**READING TEXT:**
○ ○ ○ ○ ○
To hear this full UnBossed episode, listen below:
This year has brought numerous unforeseen roadblocks to professional advancement and just daily life. Some have been easy to navigate around. Others have struggled to make sense of their lives and careers in the midst of such chaos. While facing obstacles in any regard never feels good, it can often yield better results than we originally imagined if we think creatively and strategically about how to pivot.
No one knows this better than CEO of Seek Wisdom Find Wealth, Patrice Washington, and Associate Vice President of Nationwide Financial, Monika Johnson. In a recent sponsored UnBossed Podcast interview, the two business powerhouses shared their experience with reimagining their career paths when life pushed pause on their plans.
“There may be times when you have to broaden your experience a little bit. Because understanding that your plan A may not be your plan B, and you need to have multiple plans,” advises Johnson whose career at Nationwide began over 20 years ago.
Her trajectory afforded her the opportunity to grow within an organization whose “caring culture” as she describes it allowed her to try her hand at multiple sides of the business from an early age.
“I started out as a high school intern with the company. I actually started in our mailroom, and it was really fun,” Johnson recalls. “Then I received a full-time job after graduating and attended college as well. But I became a manager at the age of 18 with this company, so I was fulfilling that leadership passion that I had, and I’ve been a leader ever since in progressive roles. But I have had a chance to expand and grow throughout my career. Nationwide has an insurance side, and they also have a financial side. So I’ve had a chance to work on both, which are completely different career paths and different learning opportunities. So I had a chance to grow. I’ve been in roles like sales, I’ve been in operations and technology support roles.”
Washington’s story rings a bit differently. The speaker, author, and coach knew what she wanted to be from childhood, thanks to her father’s shining example and guide.
“I remember by second grade realizing that my dad was an entrepreneur,” Washington tells UnBossed host Marquita Harris. “He would come to the school and he would come to the spelling bee, and my mom who worked about 30 miles away from where we lived could never really be present. And I remember asking my dad one day, ‘What do you do? Do you have a job?‘ I thought he was unemployed. And he’s like, ‘I’m an entrepreneur.‘ And it just stuck, and he told me entrepreneurs solve problems. And literally I never wanted to do anything else but be an entrepreneur. I didn’t know specifically what I would do, but I knew that as somebody who wanted to be a mother one day, that I just craved for the flexibility that I felt entrepreneurship could offer, because I wanted to be present for my children.”
Her entrepreneurial spirit kicked into high gear this year as a global pandemic forced her to consider how to pivot and generate her own opportunity when in-person speaking engagements were canceled for safety. She knew she couldn’t come to a halt.
○ ○ ○ ○ ○
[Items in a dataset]

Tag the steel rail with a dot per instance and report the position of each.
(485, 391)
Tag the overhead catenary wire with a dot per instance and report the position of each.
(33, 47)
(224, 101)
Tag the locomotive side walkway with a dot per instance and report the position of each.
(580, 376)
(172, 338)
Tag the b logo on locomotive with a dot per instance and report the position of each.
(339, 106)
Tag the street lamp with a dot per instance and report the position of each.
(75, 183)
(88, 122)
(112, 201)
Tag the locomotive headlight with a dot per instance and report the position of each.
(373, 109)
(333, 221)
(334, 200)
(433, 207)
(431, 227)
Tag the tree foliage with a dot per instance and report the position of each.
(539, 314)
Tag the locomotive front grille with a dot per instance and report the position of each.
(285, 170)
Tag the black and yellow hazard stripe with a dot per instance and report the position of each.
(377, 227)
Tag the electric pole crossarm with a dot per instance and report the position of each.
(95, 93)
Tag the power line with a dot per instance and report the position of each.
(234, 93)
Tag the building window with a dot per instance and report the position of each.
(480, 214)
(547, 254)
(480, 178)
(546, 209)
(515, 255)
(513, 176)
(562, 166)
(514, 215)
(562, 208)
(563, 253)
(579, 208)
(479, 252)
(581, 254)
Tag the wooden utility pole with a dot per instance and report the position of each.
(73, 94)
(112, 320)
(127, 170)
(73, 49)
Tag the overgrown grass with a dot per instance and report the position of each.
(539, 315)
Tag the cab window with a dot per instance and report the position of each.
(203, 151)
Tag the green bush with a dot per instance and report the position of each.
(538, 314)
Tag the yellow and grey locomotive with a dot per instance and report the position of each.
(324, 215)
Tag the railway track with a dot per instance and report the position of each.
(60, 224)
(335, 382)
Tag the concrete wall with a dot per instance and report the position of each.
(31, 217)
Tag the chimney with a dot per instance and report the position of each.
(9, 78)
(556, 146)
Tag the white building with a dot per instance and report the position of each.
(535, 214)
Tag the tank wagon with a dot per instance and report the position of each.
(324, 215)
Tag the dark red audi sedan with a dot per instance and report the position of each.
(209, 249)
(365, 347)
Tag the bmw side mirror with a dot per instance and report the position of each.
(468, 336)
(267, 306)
○ ○ ○ ○ ○
**WHAT YOU ARE ASKED TO DO:** According to the UnBossed article, at what age did Monika Johnson become a manager with Nationwide? The material is separate from the UnBossed article.

**ANSWER BELOW:** She became a manager at the age of 18.